• _Text to read_:
==============================

# General method for determining if $Ax^2 + Bx + C$ is square

Is there a general method for solving Diophantine equations in the form $Ax^2 + Bx + C = k^2$, preferably turning them into Pell's equations, when possible? For example, $2x^2 + x + 1 = k^2$ or $5x^2 + 2x + 1 = k^2$. Certain cases have special solutions, but I cannot figure out how these are derived beyond a simple completing the square approach.

A general method for solving the hyperbolic equation $Ax^2 + Bxy + Cy^2 + F = 0$ is given by Dario Alejandro Alpern.

• $2x^2+x+1=k^2$ becomes $4x^2+2x+2=2k^2$, i.e. $(2x+1/2)^2+1.75=2k^2$, i.e. $(4x+1)^2+7=8k^2$. Generally, multiply both sides of $ax^2+bx+c=k^2$ by something to make $a$ a square, then complete the square, multiply both sides by something to make everything integers. – user236182 Oct 25 '15 at 0:10
• If $a$ is a square, you might be able to prove $(\sqrt{a}x+k)^2<ax^2+bx+c<(\sqrt{a}x+k+1)^2$ for some $k\in\Bbb Z$, which proves no solutions exist. – user236182 Oct 25 '15 at 0:12
• @user236182 This is useful, but what to do with the $7$ left over? I know there are special cases for $\pm 2, \pm 4$. – qwr Oct 25 '15 at 0:36
• You can solve $x^2-dy^2=k$ with $d$ square-free for any integer $k\neq 0$. If a solution exists, then exist infinitely many solutions. Let $(x_k,y_k)$ be the minimal solution of $x^2-dy^2=k$ and let $(x_1,y_1)$ be the minimal solution of $x^2-dy^2=1$. Note $\left(a^2-db^2\right)\left(e^2-df^2\right)=(ae+dbf)^2-d(be+af)^2$. Define $(a,b)\otimes (e,f)=(ae+dbf,be+af)$. Then all positive integer solutions are given by $(x_k,y_k)\otimes (x_1,y_1)^n$ with $n\ge 0$. – user236182 Oct 25 '15 at 0:54
• @user236182 Your comments have essentially answered the question. I've asked this last question, but do you mind posting the comments together as an answer so I can accept it? – qwr Oct 25 '15 at 2:04

The comments you have been given are almost correct. Once you get to $$x^2 - d y^2 = k,$$ you do need to find the minimal solution to $U^2 - d V^2 = 1,$ that is with both $U,V > 0.$ The generator of the (oriented) automorphism group of $x^2 - d y^2$ is then $$A = \left( \begin{array}{cc} U & dV \\ V & U \end{array} \right).$$ Notice that this has determinant $1,$ with trace $2U.$ The Cayley-Hamilton theorem says, quite correctly, $A^2 - 2 U A + I = 0,$ so $A^2 = 2 U A - I.$

We need to know only one orientation reversing automorphism, which is just $$(x,y) \mapsto (x,-y)$$

Now, all the solutions for some $k$ are produced by using $A.$ The detail that gets glossed over is that we may require more than one or two "seed" solutions.

==============================

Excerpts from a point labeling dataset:
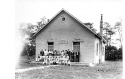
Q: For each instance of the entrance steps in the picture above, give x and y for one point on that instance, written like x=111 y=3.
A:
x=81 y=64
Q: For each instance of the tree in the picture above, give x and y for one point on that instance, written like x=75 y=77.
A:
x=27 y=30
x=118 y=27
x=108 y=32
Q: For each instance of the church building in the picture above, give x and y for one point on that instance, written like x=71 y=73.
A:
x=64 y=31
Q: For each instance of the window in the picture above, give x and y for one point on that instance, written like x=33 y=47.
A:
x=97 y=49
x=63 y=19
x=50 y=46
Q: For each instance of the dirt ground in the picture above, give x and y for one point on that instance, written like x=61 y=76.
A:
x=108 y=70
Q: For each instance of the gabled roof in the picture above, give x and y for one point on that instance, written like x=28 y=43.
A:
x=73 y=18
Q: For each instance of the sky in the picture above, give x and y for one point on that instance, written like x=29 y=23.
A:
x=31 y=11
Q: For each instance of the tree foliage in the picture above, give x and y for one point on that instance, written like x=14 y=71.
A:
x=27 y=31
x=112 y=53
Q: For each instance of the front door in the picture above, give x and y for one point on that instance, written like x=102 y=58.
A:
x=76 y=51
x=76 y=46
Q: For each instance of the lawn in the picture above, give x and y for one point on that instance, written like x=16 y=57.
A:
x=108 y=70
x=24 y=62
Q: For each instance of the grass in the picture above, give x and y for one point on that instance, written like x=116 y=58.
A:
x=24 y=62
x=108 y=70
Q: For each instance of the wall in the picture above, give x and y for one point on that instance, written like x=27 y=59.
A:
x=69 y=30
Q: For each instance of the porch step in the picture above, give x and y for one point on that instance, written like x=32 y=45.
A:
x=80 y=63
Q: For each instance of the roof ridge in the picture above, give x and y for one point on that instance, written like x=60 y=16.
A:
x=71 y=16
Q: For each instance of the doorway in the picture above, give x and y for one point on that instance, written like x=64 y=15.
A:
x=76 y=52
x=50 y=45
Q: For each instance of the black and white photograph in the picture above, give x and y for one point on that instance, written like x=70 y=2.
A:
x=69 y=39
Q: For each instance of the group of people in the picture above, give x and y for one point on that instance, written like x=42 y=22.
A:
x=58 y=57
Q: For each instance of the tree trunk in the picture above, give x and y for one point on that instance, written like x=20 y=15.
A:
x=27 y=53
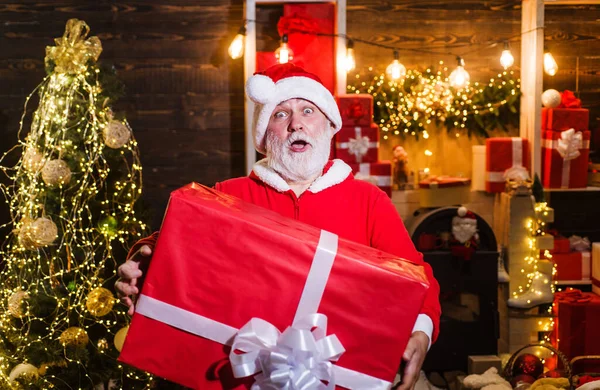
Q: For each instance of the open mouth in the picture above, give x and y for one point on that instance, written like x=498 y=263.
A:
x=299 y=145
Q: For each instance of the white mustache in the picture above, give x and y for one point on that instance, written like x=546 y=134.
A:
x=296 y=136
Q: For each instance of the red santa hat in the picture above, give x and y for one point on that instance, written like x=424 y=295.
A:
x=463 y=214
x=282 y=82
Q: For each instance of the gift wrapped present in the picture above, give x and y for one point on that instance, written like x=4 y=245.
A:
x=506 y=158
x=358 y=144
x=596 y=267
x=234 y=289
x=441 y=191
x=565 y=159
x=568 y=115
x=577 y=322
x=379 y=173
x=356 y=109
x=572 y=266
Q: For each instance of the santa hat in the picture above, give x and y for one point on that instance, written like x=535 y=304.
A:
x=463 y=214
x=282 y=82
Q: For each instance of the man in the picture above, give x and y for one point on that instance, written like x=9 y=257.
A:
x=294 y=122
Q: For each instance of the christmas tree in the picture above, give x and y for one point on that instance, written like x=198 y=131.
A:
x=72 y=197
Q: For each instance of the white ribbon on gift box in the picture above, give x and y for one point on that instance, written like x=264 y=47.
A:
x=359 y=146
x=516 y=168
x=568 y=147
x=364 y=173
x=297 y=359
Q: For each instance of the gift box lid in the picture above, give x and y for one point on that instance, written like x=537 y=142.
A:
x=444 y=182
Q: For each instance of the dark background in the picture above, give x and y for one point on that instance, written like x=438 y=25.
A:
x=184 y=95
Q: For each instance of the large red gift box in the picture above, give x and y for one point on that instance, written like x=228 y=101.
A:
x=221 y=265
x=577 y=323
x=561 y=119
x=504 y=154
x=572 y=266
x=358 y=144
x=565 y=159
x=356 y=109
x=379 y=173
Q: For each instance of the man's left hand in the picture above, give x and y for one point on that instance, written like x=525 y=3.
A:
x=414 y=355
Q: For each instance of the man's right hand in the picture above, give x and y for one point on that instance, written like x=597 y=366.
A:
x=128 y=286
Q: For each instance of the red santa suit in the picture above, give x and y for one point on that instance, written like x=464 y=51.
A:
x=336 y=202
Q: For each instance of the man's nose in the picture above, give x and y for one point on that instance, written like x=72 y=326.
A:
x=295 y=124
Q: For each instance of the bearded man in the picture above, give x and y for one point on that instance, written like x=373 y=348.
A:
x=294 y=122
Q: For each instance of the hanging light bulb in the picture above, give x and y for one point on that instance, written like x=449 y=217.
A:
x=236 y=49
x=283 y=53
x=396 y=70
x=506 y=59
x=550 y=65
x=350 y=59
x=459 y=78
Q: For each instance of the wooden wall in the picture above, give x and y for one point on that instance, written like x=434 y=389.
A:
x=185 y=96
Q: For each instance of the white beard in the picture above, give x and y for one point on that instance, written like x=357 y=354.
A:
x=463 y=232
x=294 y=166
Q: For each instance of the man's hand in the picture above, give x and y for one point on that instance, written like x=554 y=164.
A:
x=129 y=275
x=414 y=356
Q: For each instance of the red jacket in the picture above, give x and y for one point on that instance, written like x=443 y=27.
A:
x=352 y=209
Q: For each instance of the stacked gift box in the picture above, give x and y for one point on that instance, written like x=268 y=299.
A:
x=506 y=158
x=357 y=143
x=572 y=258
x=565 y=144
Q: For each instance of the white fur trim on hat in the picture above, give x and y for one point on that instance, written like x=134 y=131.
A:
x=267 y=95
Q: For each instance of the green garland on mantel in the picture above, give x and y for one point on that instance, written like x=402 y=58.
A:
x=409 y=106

==============================

• _Task instructions_:
[A] Please reproduce the portion of the thread on square quadratics starting at "# General method" and ending at "Dario Alejandro Alpern.".
[B] Collect each line of the records that contains the string "gift", with case counting.
These records bear no relation to the thread on square quadratics.

• _Solutions_:
[A]
# General method for determining if $Ax^2 + Bx + C$ is square

Is there a general method for solving Diophantine equations in the form $Ax^2 + Bx + C = k^2$, preferably turning them into Pell's equations, when possible? For example, $2x^2 + x + 1 = k^2$ or $5x^2 + 2x + 1 = k^2$. Certain cases have special solutions, but I cannot figure out how these are derived beyond a simple completing the square approach.

A general method for solving the hyperbolic equation $Ax^2 + Bxy + Cy^2 + F = 0$ is given by Dario Alejandro Alpern.

[B]
Q: For each instance of the gift wrapped present in the picture above, give x and y for one point on that instance, written like x=4 y=245.
Q: For each instance of the white ribbon on gift box in the picture above, give x and y for one point on that instance, written like x=264 y=47.
Q: For each instance of the gift box lid in the picture above, give x and y for one point on that instance, written like x=537 y=142.
Q: For each instance of the large red gift box in the picture above, give x and y for one point on that instance, written like x=228 y=101.
Q: For each instance of the stacked gift box in the picture above, give x and y for one point on that instance, written like x=268 y=299.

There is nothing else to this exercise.